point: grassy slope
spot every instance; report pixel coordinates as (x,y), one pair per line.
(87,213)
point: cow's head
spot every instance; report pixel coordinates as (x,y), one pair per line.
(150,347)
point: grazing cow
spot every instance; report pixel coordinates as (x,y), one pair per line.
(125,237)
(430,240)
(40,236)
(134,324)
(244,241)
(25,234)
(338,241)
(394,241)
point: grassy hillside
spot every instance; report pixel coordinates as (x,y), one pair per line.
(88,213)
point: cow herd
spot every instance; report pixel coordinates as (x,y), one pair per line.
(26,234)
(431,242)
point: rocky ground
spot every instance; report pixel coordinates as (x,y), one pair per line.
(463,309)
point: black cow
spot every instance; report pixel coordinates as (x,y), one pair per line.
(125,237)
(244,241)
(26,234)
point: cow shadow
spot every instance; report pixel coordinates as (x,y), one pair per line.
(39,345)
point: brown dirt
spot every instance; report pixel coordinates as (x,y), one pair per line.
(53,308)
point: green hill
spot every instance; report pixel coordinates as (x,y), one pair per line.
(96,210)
* * *
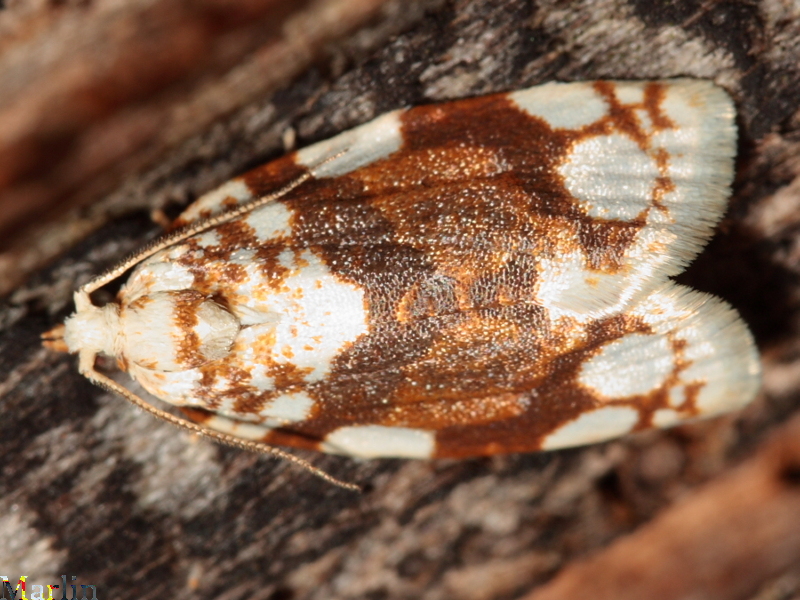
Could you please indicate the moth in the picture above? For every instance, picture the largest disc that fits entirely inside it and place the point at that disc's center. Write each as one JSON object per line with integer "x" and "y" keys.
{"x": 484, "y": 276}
...
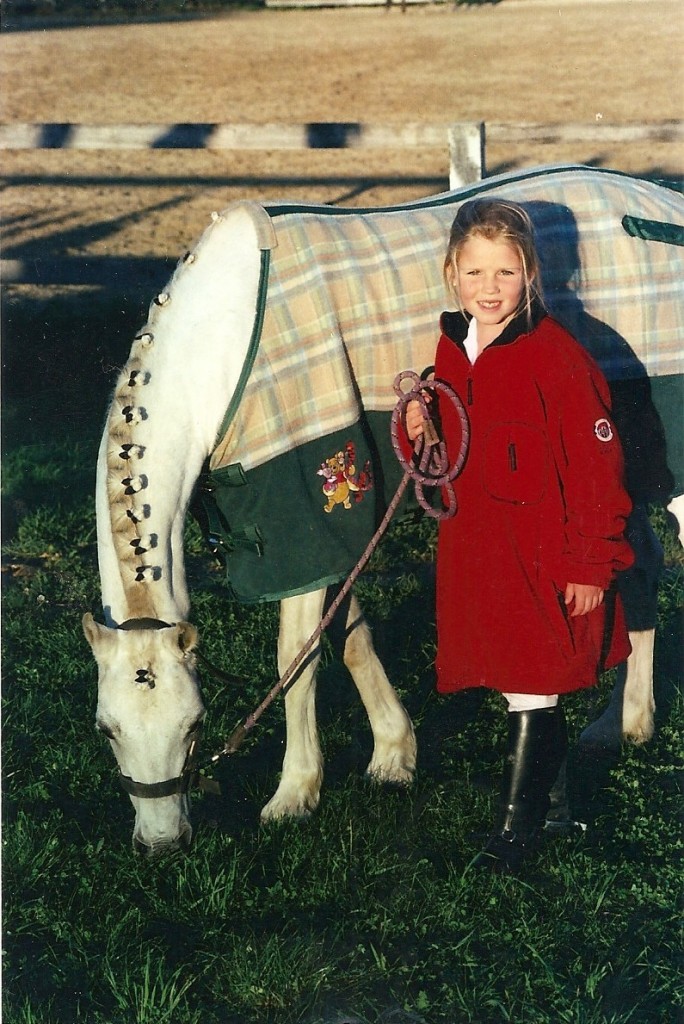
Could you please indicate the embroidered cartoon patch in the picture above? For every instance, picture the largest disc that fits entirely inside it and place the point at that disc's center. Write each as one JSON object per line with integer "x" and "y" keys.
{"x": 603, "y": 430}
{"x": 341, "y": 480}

What to do: Filter the data down to the lines that contain the string "grassy", and copy them.

Result below:
point: grassy slope
point: grassy hillside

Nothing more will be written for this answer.